*INSTRUCTIES OPDRACHT*: Wijzig de onderstaande vermeldingen: vervang elk voorkomen van "instance" door "object" en laat alle overige tekst ongewijzigd.

---- GEGEVENSUITTREKSEL

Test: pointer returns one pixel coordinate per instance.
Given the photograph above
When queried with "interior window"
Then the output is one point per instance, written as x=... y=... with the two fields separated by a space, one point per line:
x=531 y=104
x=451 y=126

--------

*JUISTE UITVOER*:
Test: pointer returns one pixel coordinate per object.
Given the photograph above
When queried with "interior window"
Then the output is one point per object, written as x=... y=... with the two fields separated by a space, one point per line:
x=531 y=104
x=451 y=126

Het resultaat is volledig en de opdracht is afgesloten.